Copy the data. Keep every character as given.

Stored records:
===
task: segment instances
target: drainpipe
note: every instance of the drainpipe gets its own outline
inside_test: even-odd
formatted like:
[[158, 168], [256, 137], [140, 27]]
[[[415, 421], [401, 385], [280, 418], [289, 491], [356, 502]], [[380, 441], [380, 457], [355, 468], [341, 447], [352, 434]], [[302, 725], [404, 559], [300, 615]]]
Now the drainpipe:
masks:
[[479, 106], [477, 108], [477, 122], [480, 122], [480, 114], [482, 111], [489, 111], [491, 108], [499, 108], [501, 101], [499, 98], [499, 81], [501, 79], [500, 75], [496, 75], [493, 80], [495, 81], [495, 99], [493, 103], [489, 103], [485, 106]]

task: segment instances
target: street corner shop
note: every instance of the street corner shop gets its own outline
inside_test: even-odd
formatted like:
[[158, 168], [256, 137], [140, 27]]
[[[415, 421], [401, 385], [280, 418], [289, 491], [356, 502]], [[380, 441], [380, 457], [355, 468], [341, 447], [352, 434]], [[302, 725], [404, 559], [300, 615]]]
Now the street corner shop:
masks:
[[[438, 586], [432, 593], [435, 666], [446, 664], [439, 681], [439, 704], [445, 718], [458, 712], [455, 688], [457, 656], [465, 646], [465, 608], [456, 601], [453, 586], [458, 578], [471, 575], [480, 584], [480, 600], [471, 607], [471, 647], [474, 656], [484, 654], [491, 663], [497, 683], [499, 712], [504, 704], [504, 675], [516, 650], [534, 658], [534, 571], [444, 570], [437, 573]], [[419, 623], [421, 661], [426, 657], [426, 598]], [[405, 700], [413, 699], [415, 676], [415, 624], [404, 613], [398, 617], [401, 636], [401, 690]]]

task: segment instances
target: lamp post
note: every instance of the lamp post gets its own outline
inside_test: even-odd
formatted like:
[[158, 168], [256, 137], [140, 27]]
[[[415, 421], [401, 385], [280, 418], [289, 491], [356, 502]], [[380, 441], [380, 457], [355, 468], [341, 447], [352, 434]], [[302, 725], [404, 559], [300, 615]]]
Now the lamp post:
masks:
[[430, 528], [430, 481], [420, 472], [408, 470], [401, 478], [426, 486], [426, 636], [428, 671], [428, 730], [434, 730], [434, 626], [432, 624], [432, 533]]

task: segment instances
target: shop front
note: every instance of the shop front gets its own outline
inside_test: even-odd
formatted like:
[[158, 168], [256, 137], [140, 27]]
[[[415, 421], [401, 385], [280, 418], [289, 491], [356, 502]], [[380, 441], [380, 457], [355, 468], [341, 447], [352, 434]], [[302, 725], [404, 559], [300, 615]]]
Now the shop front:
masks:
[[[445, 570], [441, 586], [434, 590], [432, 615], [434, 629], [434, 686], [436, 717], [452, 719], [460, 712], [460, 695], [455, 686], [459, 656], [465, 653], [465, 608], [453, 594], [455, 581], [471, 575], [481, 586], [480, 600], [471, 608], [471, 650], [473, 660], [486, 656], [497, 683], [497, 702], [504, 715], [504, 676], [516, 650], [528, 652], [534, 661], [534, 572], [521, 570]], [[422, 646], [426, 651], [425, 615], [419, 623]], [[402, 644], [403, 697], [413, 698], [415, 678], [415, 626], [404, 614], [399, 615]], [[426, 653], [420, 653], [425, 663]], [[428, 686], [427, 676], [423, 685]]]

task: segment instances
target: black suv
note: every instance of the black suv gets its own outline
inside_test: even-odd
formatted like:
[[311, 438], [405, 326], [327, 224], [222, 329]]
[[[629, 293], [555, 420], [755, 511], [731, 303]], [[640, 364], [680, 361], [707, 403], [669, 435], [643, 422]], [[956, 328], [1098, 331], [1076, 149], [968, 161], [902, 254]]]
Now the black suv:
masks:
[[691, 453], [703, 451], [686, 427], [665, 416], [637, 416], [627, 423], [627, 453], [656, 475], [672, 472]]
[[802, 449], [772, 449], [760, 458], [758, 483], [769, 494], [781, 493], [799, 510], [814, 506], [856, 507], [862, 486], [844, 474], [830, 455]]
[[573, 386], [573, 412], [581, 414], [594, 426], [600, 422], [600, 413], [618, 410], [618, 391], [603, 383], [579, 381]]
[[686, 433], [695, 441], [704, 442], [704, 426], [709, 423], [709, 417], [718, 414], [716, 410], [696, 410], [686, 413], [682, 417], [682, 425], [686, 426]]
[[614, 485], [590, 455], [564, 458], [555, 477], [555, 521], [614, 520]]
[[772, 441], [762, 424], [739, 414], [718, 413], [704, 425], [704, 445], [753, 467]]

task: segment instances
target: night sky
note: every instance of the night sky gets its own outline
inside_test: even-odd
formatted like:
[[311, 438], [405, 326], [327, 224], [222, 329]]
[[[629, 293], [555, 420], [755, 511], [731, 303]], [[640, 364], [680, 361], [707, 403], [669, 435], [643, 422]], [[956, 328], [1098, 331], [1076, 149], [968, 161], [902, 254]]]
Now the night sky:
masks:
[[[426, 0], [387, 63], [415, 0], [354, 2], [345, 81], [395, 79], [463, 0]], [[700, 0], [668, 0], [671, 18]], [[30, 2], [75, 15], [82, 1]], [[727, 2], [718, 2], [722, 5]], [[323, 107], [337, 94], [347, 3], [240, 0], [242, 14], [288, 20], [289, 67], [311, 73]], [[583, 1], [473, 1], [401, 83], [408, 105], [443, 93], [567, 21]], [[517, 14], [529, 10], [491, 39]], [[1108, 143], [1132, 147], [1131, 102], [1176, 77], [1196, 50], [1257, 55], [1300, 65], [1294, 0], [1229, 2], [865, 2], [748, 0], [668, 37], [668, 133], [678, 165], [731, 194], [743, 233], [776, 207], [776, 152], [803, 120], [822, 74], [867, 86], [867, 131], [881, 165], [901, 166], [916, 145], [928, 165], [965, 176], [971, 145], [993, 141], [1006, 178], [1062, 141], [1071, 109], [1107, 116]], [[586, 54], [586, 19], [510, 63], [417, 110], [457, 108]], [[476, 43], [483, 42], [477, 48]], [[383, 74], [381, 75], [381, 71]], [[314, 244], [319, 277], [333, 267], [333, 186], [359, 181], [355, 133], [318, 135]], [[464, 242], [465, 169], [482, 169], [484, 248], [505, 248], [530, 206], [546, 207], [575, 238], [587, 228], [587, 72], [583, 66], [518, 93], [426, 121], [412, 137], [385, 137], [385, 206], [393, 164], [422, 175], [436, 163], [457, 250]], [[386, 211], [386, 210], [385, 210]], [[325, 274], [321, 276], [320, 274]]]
===
• [Written response]
task: segment instances
target: drainpipe
note: every instance of the drainpipe gets its own outline
inside_test: even-odd
formatted like:
[[158, 168], [256, 137], [140, 27]]
[[[415, 421], [401, 385], [280, 418], [289, 491], [356, 502]], [[380, 441], [380, 457], [355, 468], [341, 447], [352, 434]], [[302, 725], [404, 559], [300, 615]]]
Now the drainpipe:
masks:
[[479, 106], [477, 108], [477, 122], [480, 122], [480, 114], [482, 111], [489, 111], [491, 108], [499, 108], [501, 101], [499, 98], [499, 81], [501, 79], [500, 75], [496, 75], [493, 80], [495, 81], [495, 99], [493, 103], [489, 103], [485, 106]]

task: segment instances
target: street corner shop
note: every instance of the street corner shop gets its own outline
inside_test: even-odd
formatted like:
[[158, 168], [256, 137], [140, 27]]
[[[415, 421], [401, 385], [280, 418], [289, 491], [356, 502]], [[380, 441], [380, 457], [355, 468], [341, 447], [352, 434]], [[302, 725], [404, 559], [300, 615]]]
Now the street corner shop:
masks:
[[[438, 586], [432, 593], [435, 666], [446, 664], [439, 681], [439, 704], [445, 718], [458, 712], [455, 688], [457, 656], [465, 646], [465, 608], [456, 601], [453, 586], [458, 578], [471, 575], [480, 584], [480, 600], [471, 607], [471, 647], [474, 656], [484, 654], [491, 663], [497, 683], [499, 712], [504, 704], [504, 675], [516, 650], [534, 658], [534, 571], [444, 570], [437, 573]], [[419, 623], [421, 661], [426, 657], [426, 598]], [[405, 700], [413, 699], [415, 676], [415, 624], [404, 613], [398, 617], [401, 636], [401, 690]]]

task: segment instances
target: lamp post
note: every instance of the lamp post gets its own outline
inside_test: even-odd
formatted like:
[[158, 168], [256, 137], [140, 27]]
[[[415, 421], [401, 385], [280, 418], [289, 491], [356, 502]], [[380, 441], [380, 457], [355, 468], [341, 447], [352, 434]], [[302, 725], [404, 559], [300, 615]]]
Now the lamp post:
masks:
[[430, 528], [430, 481], [420, 472], [408, 470], [401, 478], [426, 486], [426, 636], [428, 671], [428, 730], [434, 730], [434, 626], [432, 624], [432, 533]]

task: segment instances
target: shop front
note: every instance of the shop front gets its own outline
inside_test: even-odd
formatted like:
[[158, 168], [256, 137], [140, 27]]
[[[415, 421], [401, 385], [280, 418], [289, 491], [356, 502]], [[380, 441], [380, 457], [355, 468], [341, 447], [352, 434]], [[302, 725], [404, 559], [300, 615]]]
Now the shop front:
masks:
[[[445, 570], [441, 586], [434, 590], [432, 615], [434, 629], [434, 686], [436, 717], [452, 719], [460, 712], [460, 695], [455, 686], [459, 656], [465, 653], [465, 608], [453, 594], [455, 581], [471, 575], [481, 586], [480, 600], [471, 608], [471, 650], [473, 660], [486, 656], [497, 683], [497, 702], [504, 715], [504, 676], [516, 650], [528, 652], [534, 661], [534, 572], [521, 570]], [[422, 646], [426, 651], [425, 615], [419, 623]], [[402, 644], [403, 697], [413, 698], [415, 678], [415, 626], [404, 614], [399, 615]], [[426, 653], [420, 653], [425, 663]], [[428, 686], [427, 676], [423, 685]]]

task: segment instances
target: black suv
note: every instance of the black suv gets its own outline
inside_test: even-odd
formatted like:
[[311, 438], [405, 326], [327, 224], [222, 329]]
[[[629, 293], [555, 420], [755, 511], [731, 303]], [[640, 364], [680, 361], [707, 403], [669, 435], [643, 422]], [[956, 328], [1098, 331], [1076, 149], [968, 161], [902, 254]]]
Now the black suv:
masks:
[[691, 453], [703, 451], [686, 427], [665, 416], [637, 416], [627, 423], [627, 453], [656, 475], [672, 472]]
[[802, 449], [772, 449], [760, 458], [758, 483], [769, 494], [781, 493], [799, 510], [814, 506], [856, 507], [862, 486], [844, 474], [830, 455]]
[[573, 386], [573, 412], [581, 414], [594, 426], [600, 422], [600, 413], [618, 410], [618, 391], [603, 383], [579, 381]]
[[686, 433], [695, 441], [704, 442], [704, 426], [709, 423], [709, 417], [718, 414], [716, 410], [696, 410], [686, 413], [682, 417], [682, 425], [686, 426]]
[[614, 485], [590, 455], [564, 458], [555, 477], [555, 521], [614, 520]]
[[772, 441], [762, 424], [739, 414], [718, 413], [704, 425], [704, 445], [753, 467]]

task: segment instances
target: night sky
note: every instance of the night sky gets its own outline
inside_test: even-odd
formatted like:
[[311, 438], [405, 326], [327, 224], [222, 329]]
[[[629, 293], [555, 420], [755, 511], [731, 303]], [[640, 364], [680, 361], [707, 403], [669, 435], [643, 422]], [[956, 328], [1098, 331], [1076, 149], [968, 161], [902, 254]]]
Now the night sky:
masks:
[[[426, 0], [387, 63], [415, 0], [354, 2], [345, 81], [395, 79], [463, 0]], [[700, 0], [668, 0], [671, 18]], [[30, 2], [75, 15], [82, 1]], [[727, 2], [718, 2], [722, 5]], [[323, 107], [337, 94], [347, 3], [240, 0], [242, 14], [288, 20], [289, 67], [311, 73]], [[583, 1], [473, 1], [401, 83], [408, 105], [443, 93], [567, 21]], [[517, 14], [529, 10], [491, 39]], [[1108, 143], [1132, 147], [1131, 102], [1176, 77], [1196, 50], [1257, 55], [1300, 65], [1294, 0], [1229, 2], [865, 2], [748, 0], [668, 37], [668, 133], [678, 165], [731, 194], [743, 233], [776, 207], [776, 152], [803, 120], [822, 74], [867, 86], [867, 131], [881, 165], [901, 166], [916, 145], [928, 165], [965, 176], [971, 145], [993, 141], [1006, 178], [1062, 141], [1071, 109], [1107, 116]], [[586, 54], [586, 19], [510, 63], [417, 110], [457, 108]], [[476, 43], [483, 42], [477, 48]], [[383, 74], [381, 75], [381, 71]], [[314, 244], [319, 277], [333, 267], [333, 186], [359, 181], [355, 133], [318, 135]], [[464, 242], [465, 169], [482, 169], [484, 248], [505, 248], [530, 206], [546, 207], [575, 238], [587, 228], [587, 72], [583, 66], [518, 93], [426, 121], [412, 137], [385, 137], [385, 206], [393, 164], [422, 175], [436, 163], [457, 250]], [[386, 211], [386, 210], [385, 210]], [[325, 274], [321, 276], [320, 274]]]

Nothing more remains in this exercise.